• PASSAGE:
===
News Feature | October 3, 2014

Bayer Completes Purchase Of Merck's OTC Business For $14.2B

By Estel Grace Masangkay

Bayer announced that it has completed its acquisition of fellow pharma giant Merck’s consumer care business after receiving the necessary antitrust approvals.

Merck auctioned off its over-the-counter (OTC) business this May, including in mix the global rights to Claritin and Afrin. Merck’s consumer care business was also responsible for marketing drugs to treat colds, allergies, sinus and flu, and dermatology needs. The most prominent of these are Dr. Scholl’s, Coppertone, and MiraLAX, in addition to Claritin and Afrin. Bayer, which, according to Reuters, reportedly beat out other rival bidders including pharma goliaths Sanofi and Novartis, said that the acquisition complements its own OTC business, which already includes Aspirin and Aleve.

The integration of Merck’s unit with Bayer’s positions the latter as the leading OTC, dermatology, and gastrointestinal treatments provider in North and Latin America. Bayer also advanced to the number two spot in the colds and flu category while remaining the third leading provider of analgesics in the region.

“This acquisition is a milestone for Bayer and we intend to continue the expansion of our attractive over-the-counter business both through organic growth and bolt-on acquisitions,” said Bayer CEO Dr. Marijn Dekkers. Bloomberg News reports that the company sold $7 billion worth of bonds in order to fund its $14.2 billion purchase of Merck’s unit. It also obtained a $12.2 billion bridge facility and a $2 billion term loan in June. Bayer said it expects to generate around $200 million in profits per year by 2017 as a result of its acquisition.

Meanwhile, Merck said it has plans for expansion and additional transactions after the sale of its unit. “The proceeds from this sale, combined with our strong operating cash flow, give us greater flexibility to invest in opportunities that augment the company’s pipeline and product portfolio, such as the purchase of Idenix to strengthen our hepatitis C portfolio, while at the same time continuing to return capital to shareholders,” commented Kenneth C. Frazier, chairman and CEO of Merck.

In addition to the transaction, the companies have entered into collaboration to develop and market soluble guanylate cyclase (sGC) modulators, which includes Bayer’s Adempas (riociguat) indicated for pulmonary arterial hypertension (PAH) and chronic thromboembolic pulmonary hypertension (CTEPH). Merck will pay Bayer up to $2.1 billion which includes an upfront fee of $1 billion under the terms of the sGC collaboration.
===
• DATA SHOWN:
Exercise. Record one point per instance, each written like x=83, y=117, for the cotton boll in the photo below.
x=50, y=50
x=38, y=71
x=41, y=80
===
• WHAT TO WORK ON:
**A.** Answer these questions about the news feature:
(i) Which rival bidders did Bayer reportedly beat for Merck's consumer care business?
(ii) What amount of bonds did Bayer sell to fund the purchase?
(iii) How large is the upfront fee Merck will pay Bayer under the sGC collaboration?
**B.** Reproduce word for word everything in the news feature from "Meanwhile, Merck said" down to "CEO of Merck.".

• SOLUTIONS FOR EACH TASK:
**A.**
(i) Sanofi and Novartis
(ii) $7 billion
(iii) $1 billion

**B.**
Meanwhile, Merck said it has plans for expansion and additional transactions after the sale of its unit. “The proceeds from this sale, combined with our strong operating cash flow, give us greater flexibility to invest in opportunities that augment the company’s pipeline and product portfolio, such as the purchase of Idenix to strengthen our hepatitis C portfolio, while at the same time continuing to return capital to shareholders,” commented Kenneth C. Frazier, chairman and CEO of Merck.